§ **Source passage**:
Classics and Ancient History Public Lecture: The Forgotten Women of Pompeii
POSTPONED DUE TO UNIVERSITY COVID-19 POLICY
The Forgotten Women of Pompeii
Dr Sophie Hay
This event has been made possible through with a collaboration between the Department of Classics and Ancient History at the University of Sydney, the Macquarie University Department of Ancient History, and Australasian Women in Ancient World Studies.
What we know of Pompeii has been passed to us in fragmentary installments by those who have excavated and studied it over the two and half centuries of official excavations. The leading protagonists are invariably men and their contributions are deservedly well attested.
Less publicly celebrated are the significant contributions made by women. Three women in particular have made a prominent mark on Pompeii and yet their names remain relatively obscure in current scholarship. My talk will throw light on these forgotten women and establish their rightful place in the study of the history of excavations of Pompeii.

§ **Given records**:
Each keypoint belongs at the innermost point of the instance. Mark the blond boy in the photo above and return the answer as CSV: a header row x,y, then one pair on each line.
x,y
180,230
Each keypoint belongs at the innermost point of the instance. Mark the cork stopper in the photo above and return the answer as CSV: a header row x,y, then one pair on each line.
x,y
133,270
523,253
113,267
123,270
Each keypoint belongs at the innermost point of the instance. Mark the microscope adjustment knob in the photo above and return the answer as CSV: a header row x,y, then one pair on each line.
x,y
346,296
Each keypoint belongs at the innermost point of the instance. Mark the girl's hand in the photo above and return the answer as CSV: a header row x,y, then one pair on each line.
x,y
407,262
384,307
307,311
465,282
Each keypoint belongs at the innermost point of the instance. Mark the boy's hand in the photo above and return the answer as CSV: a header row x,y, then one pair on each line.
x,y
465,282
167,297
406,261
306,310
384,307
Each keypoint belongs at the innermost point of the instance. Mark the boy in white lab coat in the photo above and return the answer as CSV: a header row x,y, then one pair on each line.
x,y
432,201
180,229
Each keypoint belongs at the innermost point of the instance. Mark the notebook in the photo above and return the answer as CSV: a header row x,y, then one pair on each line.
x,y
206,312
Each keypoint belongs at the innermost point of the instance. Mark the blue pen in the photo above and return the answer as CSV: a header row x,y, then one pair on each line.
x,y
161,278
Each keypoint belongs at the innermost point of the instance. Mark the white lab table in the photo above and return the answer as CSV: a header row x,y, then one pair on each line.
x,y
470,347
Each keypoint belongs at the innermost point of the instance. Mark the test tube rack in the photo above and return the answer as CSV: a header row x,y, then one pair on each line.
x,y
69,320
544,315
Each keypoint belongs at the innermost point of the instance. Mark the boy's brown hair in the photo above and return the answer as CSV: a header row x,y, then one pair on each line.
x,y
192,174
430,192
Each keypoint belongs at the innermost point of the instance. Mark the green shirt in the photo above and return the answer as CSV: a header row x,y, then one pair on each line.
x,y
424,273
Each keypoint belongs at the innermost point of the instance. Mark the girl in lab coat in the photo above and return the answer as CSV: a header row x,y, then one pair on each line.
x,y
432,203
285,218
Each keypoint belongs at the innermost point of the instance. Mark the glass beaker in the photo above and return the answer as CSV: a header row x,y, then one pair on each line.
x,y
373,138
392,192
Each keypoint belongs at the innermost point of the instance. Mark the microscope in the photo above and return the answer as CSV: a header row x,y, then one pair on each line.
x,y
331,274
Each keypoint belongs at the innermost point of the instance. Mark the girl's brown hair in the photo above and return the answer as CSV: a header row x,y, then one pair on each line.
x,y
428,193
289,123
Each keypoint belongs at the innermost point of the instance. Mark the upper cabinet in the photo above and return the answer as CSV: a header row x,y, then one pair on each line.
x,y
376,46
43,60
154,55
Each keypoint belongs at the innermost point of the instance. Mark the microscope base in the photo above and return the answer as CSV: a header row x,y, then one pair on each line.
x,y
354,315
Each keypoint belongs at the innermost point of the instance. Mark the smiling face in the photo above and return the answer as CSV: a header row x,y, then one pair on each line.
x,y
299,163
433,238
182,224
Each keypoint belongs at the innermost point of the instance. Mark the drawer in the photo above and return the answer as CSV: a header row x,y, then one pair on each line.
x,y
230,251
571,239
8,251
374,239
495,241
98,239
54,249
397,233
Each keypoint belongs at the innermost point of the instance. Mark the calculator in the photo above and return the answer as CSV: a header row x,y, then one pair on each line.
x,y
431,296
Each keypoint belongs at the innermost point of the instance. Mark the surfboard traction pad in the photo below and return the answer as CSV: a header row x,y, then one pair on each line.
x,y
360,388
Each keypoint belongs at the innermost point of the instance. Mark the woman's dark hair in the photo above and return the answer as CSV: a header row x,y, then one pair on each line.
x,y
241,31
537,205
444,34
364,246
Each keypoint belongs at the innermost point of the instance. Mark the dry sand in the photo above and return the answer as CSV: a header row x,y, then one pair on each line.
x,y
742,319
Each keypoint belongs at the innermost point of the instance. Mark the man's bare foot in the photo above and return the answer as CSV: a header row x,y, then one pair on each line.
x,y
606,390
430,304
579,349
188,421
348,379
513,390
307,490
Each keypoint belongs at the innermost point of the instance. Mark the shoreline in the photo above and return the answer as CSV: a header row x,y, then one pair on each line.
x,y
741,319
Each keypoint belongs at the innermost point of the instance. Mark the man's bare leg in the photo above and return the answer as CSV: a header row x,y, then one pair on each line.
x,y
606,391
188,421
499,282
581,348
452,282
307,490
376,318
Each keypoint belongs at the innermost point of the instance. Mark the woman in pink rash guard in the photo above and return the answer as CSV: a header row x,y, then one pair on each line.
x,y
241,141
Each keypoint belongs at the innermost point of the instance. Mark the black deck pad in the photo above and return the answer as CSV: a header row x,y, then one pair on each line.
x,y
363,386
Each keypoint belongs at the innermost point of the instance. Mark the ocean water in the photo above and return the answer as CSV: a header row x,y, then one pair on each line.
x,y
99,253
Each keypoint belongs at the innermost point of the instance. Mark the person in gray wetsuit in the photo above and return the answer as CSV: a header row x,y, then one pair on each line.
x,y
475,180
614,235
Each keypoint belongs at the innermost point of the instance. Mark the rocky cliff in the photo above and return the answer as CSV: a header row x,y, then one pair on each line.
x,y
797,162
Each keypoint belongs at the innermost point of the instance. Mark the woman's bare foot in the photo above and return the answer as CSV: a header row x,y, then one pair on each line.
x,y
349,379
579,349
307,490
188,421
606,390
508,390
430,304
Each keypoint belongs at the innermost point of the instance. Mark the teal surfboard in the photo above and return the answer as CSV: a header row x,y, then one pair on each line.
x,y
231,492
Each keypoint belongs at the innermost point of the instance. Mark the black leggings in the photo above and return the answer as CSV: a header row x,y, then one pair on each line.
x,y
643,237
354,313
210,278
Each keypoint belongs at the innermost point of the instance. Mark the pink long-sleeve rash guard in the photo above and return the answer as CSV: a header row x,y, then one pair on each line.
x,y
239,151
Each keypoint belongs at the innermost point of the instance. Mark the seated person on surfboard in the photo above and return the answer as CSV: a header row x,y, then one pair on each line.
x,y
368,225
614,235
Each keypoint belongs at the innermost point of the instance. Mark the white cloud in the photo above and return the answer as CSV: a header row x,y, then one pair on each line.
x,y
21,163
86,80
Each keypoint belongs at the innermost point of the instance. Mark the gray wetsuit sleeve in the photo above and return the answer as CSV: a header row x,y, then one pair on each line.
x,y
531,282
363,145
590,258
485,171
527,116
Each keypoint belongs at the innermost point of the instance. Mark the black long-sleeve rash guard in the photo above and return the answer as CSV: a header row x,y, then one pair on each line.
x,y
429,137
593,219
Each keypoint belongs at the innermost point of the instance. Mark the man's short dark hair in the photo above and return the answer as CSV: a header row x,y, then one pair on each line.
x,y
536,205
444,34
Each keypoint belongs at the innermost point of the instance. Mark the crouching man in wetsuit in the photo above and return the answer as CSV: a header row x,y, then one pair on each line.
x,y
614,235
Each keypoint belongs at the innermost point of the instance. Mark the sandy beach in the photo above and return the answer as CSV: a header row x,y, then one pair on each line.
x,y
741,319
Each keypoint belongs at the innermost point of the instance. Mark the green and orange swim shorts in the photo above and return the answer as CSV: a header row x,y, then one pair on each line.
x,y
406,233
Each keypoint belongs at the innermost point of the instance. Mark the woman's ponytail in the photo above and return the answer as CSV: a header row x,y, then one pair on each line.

§ **Task instructions**:
a) Rewrite the lecture description between "What we know" and "excavations of Pompeii.", inclusive, substituting "unknown" for "obscure".
b) Using the lecture description, decide whether each statement agrees with it, answering yes or no and quoting the words that decide it: (i) The event was postponed because of a university COVID-19 policy. (ii) Official excavations at Pompeii have gone on for about one century. (iii) Three women in particular have made a prominent mark on Pompeii.

§ **Exercise results**:
a)
What we know of Pompeii has been passed to us in fragmentary installments by those who have excavated and studied it over the two and half centuries of official excavations. The leading protagonists are invariably men and their contributions are deservedly well attested.
Less publicly celebrated are the significant contributions made by women. Three women in particular have made a prominent mark on Pompeii and yet their names remain relatively unknown in current scholarship. My talk will throw light on these forgotten women and establish their rightful place in the study of the history of excavations of Pompeii.

b)
(i) Yes: "POSTPONED DUE TO UNIVERSITY COVID-19 POLICY"
(ii) No: "over the two and half centuries of official excavations"
(iii) Yes: "Three women in particular have made a prominent mark on Pompeii"